■ Provided text
____________

We are asking the Government to give some relief and not confine the 50 yards to the owner of the land only, but extend it to those around the site, who ought to have the same consideration. That would not affect at all the views of the local planning authority on the matter, but at least the local planning authority would be unable to permit or to authorise digging operations within 50 yards of a dwelling house.

That is the simple point, it seems to me. It is a reasonable point, and if the Parliamentary Secretary would read again the report of the Committee stage of the Bill he would see some of his own words: It is monstrous—and if we can avoid it, it should be avoided—to leave a house perched on a pinnacle."—[OFFICIAL REPORT, Standing Committee B, 20th March, 1958; c. 352.] This had nothing to do with who owned the house. All that the hon. Gentleman said was that it was monstrous that a house should be left in that position.

I beg the Parliamentary Secretary not to go on pursuing this matter as if it were a legal one. It is not; it is an amenity matter. If it is right that the man who owns the land should be protected and that he should not have to rely on the local planning authority for his 50 yards, it is also right that anybody who lives in such a house should have the same sort of protection under the Bill. That is what we seek, and I should have thought that the Parliamentary Secretary would have gladly accepted it.

Mr. E. Shinwell (Easington)

I should have thought that if, in the course of a few years, we found ourselves short of coal, we might be less concerned about amenities than we might be about the production of coal and the winning of coal from all possible sources. I have not taken part in the discussions on this Bill, either in the Standing Committee, of which I was not a member, or in the debates in this House today, but I was once Minister of Fuel and Power, and I had a great deal to do with opencast coal operations. I recall the difficulties that beset the Ministry of Fuel and Power when we sought powers to proceed with opencast operations.

Some of my colleagues may recall the occasion when there was considerable controversy in the country because we sought to acquire for opencast coal operations land at Wentworth Woodhouse, when Earl Fitzwilliam, who was the owner at the time and may still be in possession of the mansion and the land adjoining, sought to prevent us. I go further. Some of my colleagues sought to prevent us on the grounds that we were interfering with amenity. Why? Because we were interfering with this mansion, the gardens and the land adjoining. We were proposing on that occasion to undertake opencast mining operations almost up to the windows of the mansion, because there was a need for the coal.

Conditions have changed since then, and it is extremely doubtful whether, at present or in the foreseeable future, we shall require to engage substantially in opencast coal mining operations. It may be that we shall provide ourselves with sufficient coal from deep-mined sources to enable us to carry on and in a few years to dispense entirely with opencast operations. I do not know; I cannot indulge in any crystal gazing.

Mr. Rupert Speir (Hexham) rose

Mr. Shinwell

I do not speak often. The hon. Gentleman might interrupt the thread of my discourse. I am easily distracted, so perhaps the hon. Gentleman will allow me to proceed. Indeed, I have almost forgotten the next sentence I was going to say, but I am not going to forget the one after that, if the hon. Gentleman will allow me.

____________

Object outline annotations
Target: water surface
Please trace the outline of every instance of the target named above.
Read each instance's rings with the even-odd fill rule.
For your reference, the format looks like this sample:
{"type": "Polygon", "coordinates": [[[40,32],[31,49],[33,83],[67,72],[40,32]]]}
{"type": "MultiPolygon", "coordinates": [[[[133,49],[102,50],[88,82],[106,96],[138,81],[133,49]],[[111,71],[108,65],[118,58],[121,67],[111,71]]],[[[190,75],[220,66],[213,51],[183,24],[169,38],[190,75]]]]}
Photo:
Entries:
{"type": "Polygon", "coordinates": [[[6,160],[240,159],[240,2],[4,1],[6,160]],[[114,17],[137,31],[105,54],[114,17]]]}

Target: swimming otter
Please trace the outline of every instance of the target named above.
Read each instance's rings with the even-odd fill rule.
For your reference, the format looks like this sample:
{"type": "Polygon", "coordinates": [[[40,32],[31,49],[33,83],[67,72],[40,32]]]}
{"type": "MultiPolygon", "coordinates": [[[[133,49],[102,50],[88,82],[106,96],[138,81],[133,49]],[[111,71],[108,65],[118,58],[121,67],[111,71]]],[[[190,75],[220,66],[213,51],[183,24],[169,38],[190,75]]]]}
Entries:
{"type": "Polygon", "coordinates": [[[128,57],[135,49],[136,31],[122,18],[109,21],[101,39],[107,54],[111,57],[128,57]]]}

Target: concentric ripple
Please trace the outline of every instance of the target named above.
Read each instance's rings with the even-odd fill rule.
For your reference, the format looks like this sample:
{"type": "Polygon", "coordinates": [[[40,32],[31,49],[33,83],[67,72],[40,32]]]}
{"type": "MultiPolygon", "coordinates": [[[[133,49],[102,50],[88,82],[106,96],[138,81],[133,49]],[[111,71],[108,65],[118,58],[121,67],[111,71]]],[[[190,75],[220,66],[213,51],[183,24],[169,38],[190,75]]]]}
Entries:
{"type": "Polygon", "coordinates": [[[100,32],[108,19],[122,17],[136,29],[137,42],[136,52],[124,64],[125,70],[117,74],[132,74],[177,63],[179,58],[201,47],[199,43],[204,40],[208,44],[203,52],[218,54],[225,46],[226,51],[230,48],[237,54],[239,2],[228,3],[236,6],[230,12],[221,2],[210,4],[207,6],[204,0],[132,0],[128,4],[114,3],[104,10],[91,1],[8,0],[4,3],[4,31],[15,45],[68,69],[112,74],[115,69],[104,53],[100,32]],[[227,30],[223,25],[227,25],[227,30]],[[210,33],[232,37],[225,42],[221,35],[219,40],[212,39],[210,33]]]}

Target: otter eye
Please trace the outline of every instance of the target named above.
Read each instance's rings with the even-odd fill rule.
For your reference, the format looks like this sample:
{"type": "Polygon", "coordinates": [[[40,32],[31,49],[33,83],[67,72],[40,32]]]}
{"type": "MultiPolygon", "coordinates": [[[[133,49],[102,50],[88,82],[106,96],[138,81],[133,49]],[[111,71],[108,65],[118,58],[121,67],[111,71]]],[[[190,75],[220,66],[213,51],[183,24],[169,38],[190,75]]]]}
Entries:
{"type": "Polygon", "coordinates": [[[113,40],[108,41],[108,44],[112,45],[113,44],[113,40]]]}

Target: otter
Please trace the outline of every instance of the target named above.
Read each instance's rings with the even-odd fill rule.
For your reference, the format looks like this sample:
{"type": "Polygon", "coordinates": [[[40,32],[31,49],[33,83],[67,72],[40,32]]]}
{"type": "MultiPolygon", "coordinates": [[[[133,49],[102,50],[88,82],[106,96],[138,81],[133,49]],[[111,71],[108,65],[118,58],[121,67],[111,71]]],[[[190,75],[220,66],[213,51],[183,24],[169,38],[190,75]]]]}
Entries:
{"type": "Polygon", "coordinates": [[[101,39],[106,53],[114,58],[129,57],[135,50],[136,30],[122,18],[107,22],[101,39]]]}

____________

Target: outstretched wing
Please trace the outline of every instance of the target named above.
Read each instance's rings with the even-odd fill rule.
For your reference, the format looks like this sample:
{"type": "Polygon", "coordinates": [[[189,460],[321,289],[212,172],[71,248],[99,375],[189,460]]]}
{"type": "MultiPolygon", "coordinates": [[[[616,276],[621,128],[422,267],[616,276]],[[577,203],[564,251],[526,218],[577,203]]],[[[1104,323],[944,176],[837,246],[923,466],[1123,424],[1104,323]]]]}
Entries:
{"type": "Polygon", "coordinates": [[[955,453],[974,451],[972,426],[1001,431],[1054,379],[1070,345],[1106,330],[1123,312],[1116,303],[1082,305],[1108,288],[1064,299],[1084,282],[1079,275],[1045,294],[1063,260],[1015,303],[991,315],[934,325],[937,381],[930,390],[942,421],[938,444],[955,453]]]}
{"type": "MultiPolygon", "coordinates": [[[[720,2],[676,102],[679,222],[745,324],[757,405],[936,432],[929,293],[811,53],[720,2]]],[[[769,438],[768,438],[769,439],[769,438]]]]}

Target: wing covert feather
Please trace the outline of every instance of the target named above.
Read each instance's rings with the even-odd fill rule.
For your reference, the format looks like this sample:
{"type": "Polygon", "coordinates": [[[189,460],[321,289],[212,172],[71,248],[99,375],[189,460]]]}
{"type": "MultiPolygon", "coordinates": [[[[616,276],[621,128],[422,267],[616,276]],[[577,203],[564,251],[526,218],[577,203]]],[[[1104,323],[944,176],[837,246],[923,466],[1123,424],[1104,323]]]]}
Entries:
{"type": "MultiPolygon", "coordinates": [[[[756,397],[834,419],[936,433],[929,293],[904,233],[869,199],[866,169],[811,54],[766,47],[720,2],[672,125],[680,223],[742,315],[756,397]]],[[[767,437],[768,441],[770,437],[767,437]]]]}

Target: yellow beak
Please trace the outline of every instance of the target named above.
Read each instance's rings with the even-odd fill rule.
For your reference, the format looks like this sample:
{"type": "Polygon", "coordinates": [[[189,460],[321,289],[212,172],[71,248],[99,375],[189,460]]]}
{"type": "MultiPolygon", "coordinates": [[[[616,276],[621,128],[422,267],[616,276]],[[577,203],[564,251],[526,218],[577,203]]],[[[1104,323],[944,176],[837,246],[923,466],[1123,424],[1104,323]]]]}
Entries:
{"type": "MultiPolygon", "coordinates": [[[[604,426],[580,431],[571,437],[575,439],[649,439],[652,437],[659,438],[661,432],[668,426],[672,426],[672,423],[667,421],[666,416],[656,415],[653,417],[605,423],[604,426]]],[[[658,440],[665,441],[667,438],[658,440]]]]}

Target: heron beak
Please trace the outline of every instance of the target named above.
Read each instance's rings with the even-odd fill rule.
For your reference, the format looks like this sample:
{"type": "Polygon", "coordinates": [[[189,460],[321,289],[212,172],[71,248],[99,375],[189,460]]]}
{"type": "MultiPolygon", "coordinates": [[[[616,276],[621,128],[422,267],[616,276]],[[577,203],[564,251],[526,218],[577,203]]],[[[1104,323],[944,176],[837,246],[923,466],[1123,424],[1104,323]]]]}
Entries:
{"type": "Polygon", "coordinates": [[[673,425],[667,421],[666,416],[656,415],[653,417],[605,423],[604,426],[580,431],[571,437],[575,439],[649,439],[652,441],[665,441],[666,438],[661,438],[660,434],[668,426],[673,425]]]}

____________

■ Requirements
a) Quote the passage from the debate on opencast coal, starting with "I do not speak" and going on through "will allow me.".
b) Name every person identified by name in the debate on opencast coal.

■ Responses
a)
I do not speak often. The hon. Gentleman might interrupt the thread of my discourse. I am easily distracted, so perhaps the hon. Gentleman will allow me to proceed. Indeed, I have almost forgotten the next sentence I was going to say, but I am not going to forget the one after that, if the hon. Gentleman will allow me.

b) Mr. E. Shinwell, Mr. Rupert Speir, Earl Fitzwilliam